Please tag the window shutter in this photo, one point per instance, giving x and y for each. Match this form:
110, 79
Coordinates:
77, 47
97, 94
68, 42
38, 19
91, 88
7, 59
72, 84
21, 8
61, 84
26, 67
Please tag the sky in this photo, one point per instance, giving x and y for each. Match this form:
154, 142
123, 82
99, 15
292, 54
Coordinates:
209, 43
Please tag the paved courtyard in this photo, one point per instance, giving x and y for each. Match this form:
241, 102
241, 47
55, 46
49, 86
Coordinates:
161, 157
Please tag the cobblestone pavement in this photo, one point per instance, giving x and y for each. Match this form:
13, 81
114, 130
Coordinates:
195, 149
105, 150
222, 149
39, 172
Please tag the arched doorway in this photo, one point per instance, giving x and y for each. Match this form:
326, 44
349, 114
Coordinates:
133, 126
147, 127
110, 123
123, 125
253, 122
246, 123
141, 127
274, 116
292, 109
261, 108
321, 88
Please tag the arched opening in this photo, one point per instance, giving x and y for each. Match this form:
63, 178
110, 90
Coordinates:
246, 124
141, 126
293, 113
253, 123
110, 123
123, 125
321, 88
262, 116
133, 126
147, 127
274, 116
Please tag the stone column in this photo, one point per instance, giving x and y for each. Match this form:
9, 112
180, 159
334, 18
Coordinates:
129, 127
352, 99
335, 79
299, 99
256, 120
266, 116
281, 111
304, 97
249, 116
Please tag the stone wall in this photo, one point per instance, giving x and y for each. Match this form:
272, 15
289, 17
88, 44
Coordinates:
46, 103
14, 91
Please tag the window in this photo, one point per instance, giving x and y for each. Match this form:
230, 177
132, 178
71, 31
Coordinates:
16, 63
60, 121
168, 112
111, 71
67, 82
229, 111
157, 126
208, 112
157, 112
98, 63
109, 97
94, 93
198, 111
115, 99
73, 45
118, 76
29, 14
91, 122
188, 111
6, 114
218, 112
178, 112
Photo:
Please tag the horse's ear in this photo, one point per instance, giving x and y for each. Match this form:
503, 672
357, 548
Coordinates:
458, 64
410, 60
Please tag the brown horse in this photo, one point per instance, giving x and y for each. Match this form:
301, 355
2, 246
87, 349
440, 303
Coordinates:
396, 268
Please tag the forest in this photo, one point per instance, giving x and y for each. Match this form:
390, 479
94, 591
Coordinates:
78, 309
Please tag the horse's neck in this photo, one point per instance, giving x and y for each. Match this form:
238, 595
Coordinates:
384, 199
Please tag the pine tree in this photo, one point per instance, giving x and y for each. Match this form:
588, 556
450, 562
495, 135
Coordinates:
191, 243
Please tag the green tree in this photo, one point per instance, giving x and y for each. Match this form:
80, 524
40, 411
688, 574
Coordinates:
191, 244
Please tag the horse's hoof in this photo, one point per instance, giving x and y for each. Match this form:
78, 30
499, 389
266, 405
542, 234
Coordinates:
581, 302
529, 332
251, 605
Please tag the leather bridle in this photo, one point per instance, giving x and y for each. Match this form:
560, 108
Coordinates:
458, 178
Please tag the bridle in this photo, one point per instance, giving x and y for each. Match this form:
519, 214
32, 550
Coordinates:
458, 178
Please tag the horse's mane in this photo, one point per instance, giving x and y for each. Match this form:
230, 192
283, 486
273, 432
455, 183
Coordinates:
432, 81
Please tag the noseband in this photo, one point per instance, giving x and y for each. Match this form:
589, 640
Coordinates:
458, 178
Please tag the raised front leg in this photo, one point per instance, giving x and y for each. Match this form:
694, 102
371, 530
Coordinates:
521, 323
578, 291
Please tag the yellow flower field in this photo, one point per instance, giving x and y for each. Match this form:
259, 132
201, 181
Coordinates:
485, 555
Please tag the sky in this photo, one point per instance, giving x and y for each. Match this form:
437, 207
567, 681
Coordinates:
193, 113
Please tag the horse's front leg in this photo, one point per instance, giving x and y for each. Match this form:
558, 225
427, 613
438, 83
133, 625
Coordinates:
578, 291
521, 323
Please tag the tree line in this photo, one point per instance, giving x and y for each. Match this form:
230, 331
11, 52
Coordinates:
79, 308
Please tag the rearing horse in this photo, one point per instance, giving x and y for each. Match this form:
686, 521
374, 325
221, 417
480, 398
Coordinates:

* Your goal *
Reproduce every line of the data verbatim.

* Task output *
Please tag the window shutter in this photo, one point per instance, giving x and y for each. Match this form:
110, 79
Coordinates:
77, 47
97, 94
68, 42
38, 19
91, 88
7, 59
72, 84
21, 8
61, 84
26, 67
Please tag the sky in this photo, one point per instance, giving x and y for each. Match this form:
154, 142
123, 82
99, 15
292, 54
Coordinates:
209, 43
Please tag the paved courtyard in this photo, one point per instance, giving x and y for each. Match this form:
241, 102
241, 47
55, 46
49, 86
Coordinates:
161, 157
Please tag the cobblestone pavement in this photo, one point per instance, giving x and y for each. Match this form:
13, 81
114, 130
Coordinates:
195, 149
105, 150
222, 149
39, 172
Please tag the arched doorway in this photo, one point per instance, giving x and y for each. Match this form:
326, 44
349, 114
Coordinates:
133, 126
147, 127
110, 123
123, 125
253, 122
246, 123
141, 127
274, 116
292, 109
261, 108
321, 88
Please tag the arched opening in this photo, one point per instance, giving x and y for each. Match this form:
63, 178
110, 90
Coordinates:
246, 124
141, 126
293, 113
253, 123
110, 123
123, 125
321, 88
262, 116
133, 126
147, 127
274, 116
Please tag the stone column in this photo, one point per instance, giving x and y for each. Match this form:
9, 112
180, 159
334, 18
Coordinates:
129, 127
352, 99
335, 79
299, 99
256, 120
266, 116
281, 111
304, 97
249, 116
Please tag the stone wall in this photo, one point per instance, giving x and y for each. Match this form:
272, 15
289, 17
88, 44
Coordinates:
46, 103
14, 91
Please tag the window in this photo, one point per instance, giving x and y for each. Match this form:
230, 177
132, 178
71, 31
Coordinates:
16, 63
60, 121
168, 112
111, 71
67, 82
229, 111
157, 126
208, 112
157, 112
98, 63
109, 97
94, 93
198, 111
115, 99
73, 45
118, 76
29, 14
91, 122
188, 111
6, 114
218, 112
178, 112
Photo:
Please tag the horse's ear in this photo, one point per instance, giving x and y for each. Match this form:
503, 672
357, 548
Coordinates:
458, 64
410, 60
Please tag the brown horse in this photo, one point per instance, giving x and y for each. Match this form:
301, 355
2, 246
87, 349
440, 303
Coordinates:
396, 268
Please tag the forest in this photo, one point per instance, giving x and y for each. Match this form:
390, 479
94, 591
Coordinates:
78, 309
Please tag the horse's neck in this photo, one point per instance, giving x and y for each. Match this form:
238, 595
Coordinates:
384, 199
Please tag the pine tree in this photo, one point per instance, giving x and y for each. Match this form:
588, 556
450, 562
495, 135
Coordinates:
191, 243
Please tag the green tree in this photo, one point per instance, giving x and y for each. Match this form:
80, 524
40, 411
688, 574
Coordinates:
191, 244
Please tag the horse's hoof in this photo, one point per instance, giving x and y for each. Match this form:
78, 30
499, 389
266, 405
542, 234
Coordinates:
581, 302
529, 332
251, 605
Please tag the leather bridle in this photo, one point per instance, giving x and y for each. Match this form:
560, 108
Coordinates:
458, 178
Please tag the bridle in this photo, one point per instance, giving x and y for each. Match this form:
519, 214
32, 550
Coordinates:
458, 178
Please tag the horse's mane in this photo, one point per instance, giving x and y for each. Match this form:
230, 192
283, 486
273, 432
455, 183
Coordinates:
432, 81
Please tag the noseband in this photo, one point per instance, giving x and y for each. Match this form:
589, 640
Coordinates:
458, 178
Please tag the raised front leg in this photo, one point per instance, giving x and y for each. Match this form:
694, 102
371, 530
Coordinates:
521, 323
578, 291
Please tag the yellow flower field in this photo, one point per instance, giving x and y for each. Match this form:
259, 132
201, 181
Coordinates:
485, 555
Please tag the sky in this photo, one point per instance, giving x and y for each. Match this form:
437, 207
567, 681
Coordinates:
193, 113
Please tag the horse's front leg in this photo, one point per instance, giving x and y for each. Match this form:
558, 225
427, 613
438, 83
133, 625
Coordinates:
578, 291
521, 323
Please tag the tree line in this photo, one point per instance, giving x and y for each. Match this form:
230, 331
11, 52
Coordinates:
79, 308
Please tag the rearing horse in this photo, one point per instance, giving x and y for each. Match this form:
686, 521
374, 325
221, 417
480, 398
Coordinates:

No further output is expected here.